> _Task description_
Rewrite the entries below, replacing "concrete column" with "steel beam" and keeping everything else the same. Leave the pictures out of your answer.

> _Part of a data file_
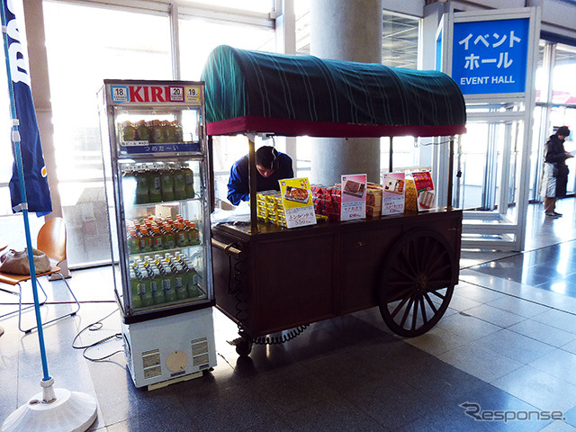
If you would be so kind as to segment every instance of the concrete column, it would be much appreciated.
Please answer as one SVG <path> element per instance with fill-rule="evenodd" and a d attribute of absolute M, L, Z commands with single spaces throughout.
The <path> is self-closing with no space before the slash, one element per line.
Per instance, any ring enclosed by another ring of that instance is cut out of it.
<path fill-rule="evenodd" d="M 42 10 L 42 2 L 40 1 L 23 2 L 23 6 L 32 100 L 36 109 L 38 129 L 48 173 L 48 184 L 50 188 L 50 198 L 52 199 L 52 212 L 45 217 L 45 220 L 48 220 L 55 217 L 62 217 L 62 204 L 58 186 L 58 174 L 56 172 L 56 148 L 54 147 L 52 104 L 50 102 L 48 55 L 46 53 L 46 37 L 44 34 L 44 12 Z M 59 267 L 62 269 L 62 274 L 65 277 L 70 276 L 68 260 L 61 263 Z"/>
<path fill-rule="evenodd" d="M 382 0 L 312 0 L 310 54 L 323 58 L 382 62 Z M 380 182 L 380 139 L 315 139 L 310 181 L 334 184 L 343 174 Z"/>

> _Solved problem_
If you would be so kind as to segment every instance of the steel beam, it would be much appreciated.
Please answer as one SVG <path> element per instance with fill-rule="evenodd" and a d attribute of absolute M, L, Z commands with single spaces throughout.
The <path> is self-closing with no space before the slash, one element per line.
Per instance, any ring enclosed by another ring of that instance is cut out of it.
<path fill-rule="evenodd" d="M 42 10 L 42 2 L 40 1 L 23 2 L 23 6 L 32 100 L 36 109 L 38 129 L 48 173 L 48 184 L 50 188 L 50 198 L 52 199 L 52 212 L 45 217 L 45 220 L 48 220 L 55 217 L 62 217 L 62 204 L 58 186 L 58 174 L 56 172 L 56 148 L 54 147 L 52 104 L 50 102 L 48 55 L 46 53 L 46 37 L 44 34 L 44 12 Z M 59 267 L 62 269 L 62 274 L 65 277 L 70 276 L 68 260 L 61 263 Z"/>
<path fill-rule="evenodd" d="M 382 0 L 312 0 L 310 54 L 323 58 L 382 62 Z M 380 182 L 380 139 L 315 139 L 310 181 L 334 184 L 343 174 Z"/>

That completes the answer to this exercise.